**Exercise**
Please select and copy every line of the records below that contains the word "Hello". Case counts.

===== Data for this task =====

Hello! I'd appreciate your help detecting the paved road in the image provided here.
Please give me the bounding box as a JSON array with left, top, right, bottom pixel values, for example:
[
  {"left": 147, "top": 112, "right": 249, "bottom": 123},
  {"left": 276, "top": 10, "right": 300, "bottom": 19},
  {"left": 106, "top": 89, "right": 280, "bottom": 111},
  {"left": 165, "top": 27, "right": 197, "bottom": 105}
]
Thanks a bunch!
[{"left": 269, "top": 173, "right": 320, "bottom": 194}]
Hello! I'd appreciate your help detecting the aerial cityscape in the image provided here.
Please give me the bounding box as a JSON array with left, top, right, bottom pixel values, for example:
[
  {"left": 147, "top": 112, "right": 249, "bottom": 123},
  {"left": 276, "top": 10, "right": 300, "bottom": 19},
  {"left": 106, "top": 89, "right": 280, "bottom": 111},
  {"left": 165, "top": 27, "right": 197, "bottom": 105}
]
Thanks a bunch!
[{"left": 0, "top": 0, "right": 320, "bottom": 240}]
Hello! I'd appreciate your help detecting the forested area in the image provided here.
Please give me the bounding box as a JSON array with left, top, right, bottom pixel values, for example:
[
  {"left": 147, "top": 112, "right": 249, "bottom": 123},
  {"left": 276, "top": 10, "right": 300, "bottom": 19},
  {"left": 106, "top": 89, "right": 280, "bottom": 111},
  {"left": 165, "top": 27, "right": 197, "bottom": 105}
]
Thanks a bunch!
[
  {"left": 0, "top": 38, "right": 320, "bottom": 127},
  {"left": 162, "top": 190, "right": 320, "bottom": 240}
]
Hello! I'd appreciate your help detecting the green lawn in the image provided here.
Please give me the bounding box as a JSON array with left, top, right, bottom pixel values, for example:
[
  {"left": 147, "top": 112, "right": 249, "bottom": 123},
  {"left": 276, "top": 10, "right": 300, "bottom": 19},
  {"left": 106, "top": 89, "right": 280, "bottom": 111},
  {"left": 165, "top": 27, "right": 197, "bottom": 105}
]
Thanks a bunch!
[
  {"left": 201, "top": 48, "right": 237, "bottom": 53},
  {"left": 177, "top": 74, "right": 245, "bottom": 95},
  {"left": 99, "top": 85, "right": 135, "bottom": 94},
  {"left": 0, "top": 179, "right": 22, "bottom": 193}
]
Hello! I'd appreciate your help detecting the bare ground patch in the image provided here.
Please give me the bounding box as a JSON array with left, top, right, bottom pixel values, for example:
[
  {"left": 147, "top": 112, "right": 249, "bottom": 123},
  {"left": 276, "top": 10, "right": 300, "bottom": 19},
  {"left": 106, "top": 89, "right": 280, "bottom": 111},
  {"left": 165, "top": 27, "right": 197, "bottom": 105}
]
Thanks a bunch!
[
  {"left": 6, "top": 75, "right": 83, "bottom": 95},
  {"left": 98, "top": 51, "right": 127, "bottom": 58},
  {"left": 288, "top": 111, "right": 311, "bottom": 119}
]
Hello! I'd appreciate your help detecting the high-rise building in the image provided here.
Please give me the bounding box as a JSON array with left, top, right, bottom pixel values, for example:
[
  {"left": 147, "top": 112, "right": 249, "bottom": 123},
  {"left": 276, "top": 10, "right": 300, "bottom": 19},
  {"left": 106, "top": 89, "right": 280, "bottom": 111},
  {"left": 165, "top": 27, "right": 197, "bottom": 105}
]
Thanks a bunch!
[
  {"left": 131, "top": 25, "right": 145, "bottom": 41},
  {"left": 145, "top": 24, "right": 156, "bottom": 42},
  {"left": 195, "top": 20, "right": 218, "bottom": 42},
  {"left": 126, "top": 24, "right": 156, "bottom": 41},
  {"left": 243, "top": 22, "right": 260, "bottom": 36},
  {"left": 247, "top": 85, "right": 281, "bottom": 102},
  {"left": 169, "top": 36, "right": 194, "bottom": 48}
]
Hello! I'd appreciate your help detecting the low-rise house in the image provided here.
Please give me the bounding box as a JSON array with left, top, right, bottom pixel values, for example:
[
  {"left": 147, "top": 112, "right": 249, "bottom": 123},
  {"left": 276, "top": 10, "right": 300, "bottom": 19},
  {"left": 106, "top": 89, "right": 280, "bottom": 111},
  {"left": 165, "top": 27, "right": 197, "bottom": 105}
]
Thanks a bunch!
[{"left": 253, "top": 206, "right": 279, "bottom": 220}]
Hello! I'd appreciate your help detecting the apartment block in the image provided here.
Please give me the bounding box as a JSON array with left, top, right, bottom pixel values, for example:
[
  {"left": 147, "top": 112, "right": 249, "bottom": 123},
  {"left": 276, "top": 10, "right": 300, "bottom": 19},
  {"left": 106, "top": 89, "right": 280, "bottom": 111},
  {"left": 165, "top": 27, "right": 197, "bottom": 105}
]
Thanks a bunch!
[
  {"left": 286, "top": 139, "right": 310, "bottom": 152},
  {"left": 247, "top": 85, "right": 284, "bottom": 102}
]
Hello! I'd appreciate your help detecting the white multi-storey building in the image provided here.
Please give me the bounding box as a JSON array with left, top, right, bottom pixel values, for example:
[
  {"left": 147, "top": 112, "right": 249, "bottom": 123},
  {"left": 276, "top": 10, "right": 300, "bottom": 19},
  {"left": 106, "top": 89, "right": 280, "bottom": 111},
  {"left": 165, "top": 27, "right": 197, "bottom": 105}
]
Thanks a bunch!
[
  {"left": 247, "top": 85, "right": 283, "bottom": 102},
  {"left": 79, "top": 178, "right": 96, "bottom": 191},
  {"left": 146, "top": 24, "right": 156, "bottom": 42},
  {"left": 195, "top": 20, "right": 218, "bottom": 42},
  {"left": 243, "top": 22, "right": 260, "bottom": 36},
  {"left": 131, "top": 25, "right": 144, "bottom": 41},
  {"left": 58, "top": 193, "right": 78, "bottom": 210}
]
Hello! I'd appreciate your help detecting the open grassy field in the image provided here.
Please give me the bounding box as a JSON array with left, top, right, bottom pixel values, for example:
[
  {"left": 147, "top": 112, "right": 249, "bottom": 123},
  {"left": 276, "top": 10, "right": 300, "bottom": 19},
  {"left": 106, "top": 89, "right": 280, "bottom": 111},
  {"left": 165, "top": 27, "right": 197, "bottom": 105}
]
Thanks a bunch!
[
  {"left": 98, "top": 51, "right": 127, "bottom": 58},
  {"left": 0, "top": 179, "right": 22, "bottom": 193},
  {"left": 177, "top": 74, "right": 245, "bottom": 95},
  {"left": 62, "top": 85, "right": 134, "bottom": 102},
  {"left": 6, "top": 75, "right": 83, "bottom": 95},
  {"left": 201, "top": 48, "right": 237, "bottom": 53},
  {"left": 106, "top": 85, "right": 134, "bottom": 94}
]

=====

**Task result**
Hello! I'd appreciate your help detecting the paved road in the image provided here.
Hello! I'd appreciate your help detecting the aerial cityscape in the image provided here.
Hello! I'd appreciate your help detecting the forested area in the image provided here.
Hello! I'd appreciate your help detecting the green lawn in the image provided here.
Hello! I'd appreciate your help detecting the bare ground patch in the image provided here.
Hello! I'd appreciate your help detecting the high-rise building in the image provided here.
Hello! I'd appreciate your help detecting the low-rise house in the image provided here.
Hello! I'd appreciate your help detecting the apartment block in the image provided here.
Hello! I'd appreciate your help detecting the white multi-storey building in the image provided here.
Hello! I'd appreciate your help detecting the open grassy field in the image provided here.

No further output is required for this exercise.